**PROBLEM REQUIREMENTS**
Retype every row below character for character, changing nothing.

**PROVIDED ENTRIES**
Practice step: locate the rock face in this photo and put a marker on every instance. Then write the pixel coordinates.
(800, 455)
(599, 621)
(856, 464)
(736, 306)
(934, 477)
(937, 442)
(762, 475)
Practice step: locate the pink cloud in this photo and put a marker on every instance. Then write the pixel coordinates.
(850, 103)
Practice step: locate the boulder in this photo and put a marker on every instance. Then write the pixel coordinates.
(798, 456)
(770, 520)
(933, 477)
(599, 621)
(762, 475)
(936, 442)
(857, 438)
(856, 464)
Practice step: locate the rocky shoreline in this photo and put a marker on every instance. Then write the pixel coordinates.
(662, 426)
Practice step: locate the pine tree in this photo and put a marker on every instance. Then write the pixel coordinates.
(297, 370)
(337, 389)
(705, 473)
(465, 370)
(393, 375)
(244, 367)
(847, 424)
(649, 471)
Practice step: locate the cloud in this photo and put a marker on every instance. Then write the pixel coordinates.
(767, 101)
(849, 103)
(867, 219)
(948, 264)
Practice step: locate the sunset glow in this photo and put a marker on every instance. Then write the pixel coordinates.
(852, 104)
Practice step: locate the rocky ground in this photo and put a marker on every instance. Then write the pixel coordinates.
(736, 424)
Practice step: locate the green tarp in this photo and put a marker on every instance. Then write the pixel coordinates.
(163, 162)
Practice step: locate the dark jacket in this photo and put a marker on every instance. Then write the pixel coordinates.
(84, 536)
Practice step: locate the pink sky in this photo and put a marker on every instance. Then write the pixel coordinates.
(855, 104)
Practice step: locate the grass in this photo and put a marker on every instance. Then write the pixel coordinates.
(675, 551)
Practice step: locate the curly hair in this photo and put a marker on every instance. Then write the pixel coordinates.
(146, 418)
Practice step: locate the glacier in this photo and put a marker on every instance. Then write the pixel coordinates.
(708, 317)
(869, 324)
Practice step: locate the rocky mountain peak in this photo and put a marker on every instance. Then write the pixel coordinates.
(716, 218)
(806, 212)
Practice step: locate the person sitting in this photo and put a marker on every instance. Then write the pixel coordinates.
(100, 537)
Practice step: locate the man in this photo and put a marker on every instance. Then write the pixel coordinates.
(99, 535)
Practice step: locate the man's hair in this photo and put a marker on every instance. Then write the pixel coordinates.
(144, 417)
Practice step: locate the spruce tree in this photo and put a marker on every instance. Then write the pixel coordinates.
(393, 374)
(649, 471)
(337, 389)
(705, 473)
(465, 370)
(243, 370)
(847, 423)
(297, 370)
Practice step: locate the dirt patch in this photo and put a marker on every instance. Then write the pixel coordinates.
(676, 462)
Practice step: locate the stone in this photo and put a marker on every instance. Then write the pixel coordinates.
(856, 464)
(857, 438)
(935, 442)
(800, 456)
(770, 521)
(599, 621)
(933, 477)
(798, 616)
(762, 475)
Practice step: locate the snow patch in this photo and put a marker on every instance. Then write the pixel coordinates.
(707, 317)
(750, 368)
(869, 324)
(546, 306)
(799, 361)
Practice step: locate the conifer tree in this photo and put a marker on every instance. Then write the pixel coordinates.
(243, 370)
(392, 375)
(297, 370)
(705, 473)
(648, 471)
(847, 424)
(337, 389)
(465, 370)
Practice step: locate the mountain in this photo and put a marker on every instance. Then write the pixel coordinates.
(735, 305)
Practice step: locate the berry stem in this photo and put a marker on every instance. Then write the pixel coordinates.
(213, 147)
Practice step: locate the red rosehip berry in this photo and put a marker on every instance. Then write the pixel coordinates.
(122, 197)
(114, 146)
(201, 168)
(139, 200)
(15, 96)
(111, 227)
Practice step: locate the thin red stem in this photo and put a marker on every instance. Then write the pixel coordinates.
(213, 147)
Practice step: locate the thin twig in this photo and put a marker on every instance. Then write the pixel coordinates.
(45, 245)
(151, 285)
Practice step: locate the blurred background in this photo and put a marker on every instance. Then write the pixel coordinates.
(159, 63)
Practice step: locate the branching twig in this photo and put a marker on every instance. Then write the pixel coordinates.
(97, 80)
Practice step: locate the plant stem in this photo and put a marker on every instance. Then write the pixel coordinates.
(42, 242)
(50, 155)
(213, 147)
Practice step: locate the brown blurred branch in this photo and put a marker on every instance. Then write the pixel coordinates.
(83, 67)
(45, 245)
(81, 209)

**IN RESPONSE**
Practice step: locate the rock face in this photo and put a marker on every instance. Then write the pixel coordinates.
(800, 455)
(599, 621)
(856, 464)
(736, 306)
(934, 477)
(937, 442)
(762, 475)
Practice step: locate the pink cloud in this photo and put a marker on every instance. Then write the pixel coordinates.
(850, 103)
Practice step: locate the boulder in this photo and put a marker on every instance. Then write the pixel coordinates.
(798, 456)
(770, 520)
(933, 477)
(599, 621)
(762, 475)
(936, 442)
(857, 438)
(856, 464)
Practice step: locate the rocky shoreline in this photo and put a marker on every instance. Then write the pixel coordinates.
(662, 426)
Practice step: locate the pine tree in this photo and put a marker on every instance. Then write the pixel coordinates.
(297, 370)
(337, 389)
(705, 473)
(465, 370)
(393, 375)
(244, 367)
(847, 424)
(649, 471)
Practice step: locate the cloud in this photo and put a marker on every instance. Then write the pixel coordinates.
(767, 101)
(849, 103)
(867, 219)
(948, 264)
Practice step: locate the sunset glow in this photo and put a marker on every instance. Then write the pixel coordinates.
(852, 104)
Practice step: locate the rocky ground in this photo and put a marker on every instance. Then write the pixel coordinates.
(736, 424)
Practice step: locate the green tarp in this photo and put a marker on every instance. Then write the pixel coordinates.
(163, 162)
Practice step: locate the dark jacket in this photo and put a marker on every instance. Then write the pixel coordinates.
(84, 536)
Practice step: locate the pink sky in this photo and put a marker on every instance. Then write the pixel coordinates.
(855, 104)
Practice step: locate the grass in this photo and put a marker on every instance. Then write the pixel coordinates.
(675, 551)
Practice step: locate the curly hair in this photo and put a marker on every instance. Then write the pixel coordinates.
(146, 418)
Practice step: locate the glacier in this photo and put a marker on every instance. Then write the pixel coordinates.
(708, 317)
(869, 324)
Practice step: locate the rocky mountain peak in this photo and put a marker on every instance. Then write the pixel coordinates.
(716, 218)
(806, 212)
Practice step: locate the person sitting in this photo and put a marker on every instance. Then write the pixel coordinates.
(100, 537)
Practice step: locate the man in this photo and put a marker on every instance. Then write the pixel coordinates.
(99, 535)
Practice step: locate the man's hair in this photo and put a marker on every instance. Then write the pixel coordinates.
(144, 417)
Practice step: locate the spruce tree in this photo and put a marker on every instance. Then write the pixel coordinates.
(393, 374)
(649, 471)
(337, 389)
(705, 473)
(465, 370)
(243, 370)
(847, 423)
(297, 370)
Practice step: locate the dirt patch in this photo and put a marker on every instance. Then write the pixel coordinates.
(676, 462)
Practice step: locate the stone in this photo and put a marker on every instance. Then write the pixel coordinates.
(856, 464)
(857, 438)
(935, 442)
(800, 456)
(770, 521)
(599, 621)
(933, 477)
(798, 616)
(762, 475)
Practice step: locate the snow patch in this photo and put a marker on every instance. Then write the pixel coordinates.
(707, 317)
(750, 368)
(869, 324)
(546, 306)
(799, 361)
Practice step: locate the conifer tree in this photo and put a marker on every instance. Then write the pixel coordinates.
(243, 370)
(392, 375)
(297, 370)
(705, 473)
(648, 471)
(847, 424)
(337, 389)
(465, 370)
Practice step: locate the mountain in this photo and put a marker on every instance. Then write the pixel coordinates.
(735, 305)
Practice step: locate the berry stem in this photo and put a marker on every instance. Then write the pixel coordinates.
(213, 147)
Practice step: locate the red rosehip berry in this photo and put a marker on every instance. Then write the pixel coordinates.
(122, 197)
(114, 146)
(201, 168)
(139, 200)
(15, 96)
(111, 227)
Practice step: locate the thin red stem in this photo and put a marker on every instance. Then write the pixel coordinates.
(213, 147)
Practice step: locate the thin twig in this photo and put a marker on every instance. Then write the pixel coordinates.
(45, 245)
(151, 285)
Practice step: locate the blurred background in this photo and put a marker on every instance. Then write the pixel coordinates.
(159, 63)
Practice step: locate the branching twig in this photo and put a marker on every instance. Then write the pixel coordinates.
(97, 80)
Practice step: locate the plant stem in this photo and put a marker on every instance. Then write the pixel coordinates.
(42, 242)
(50, 155)
(213, 147)
Practice step: locate the brown blurred branch in this photo and put a marker on every instance. Then write the pixel coordinates.
(83, 67)
(45, 245)
(81, 209)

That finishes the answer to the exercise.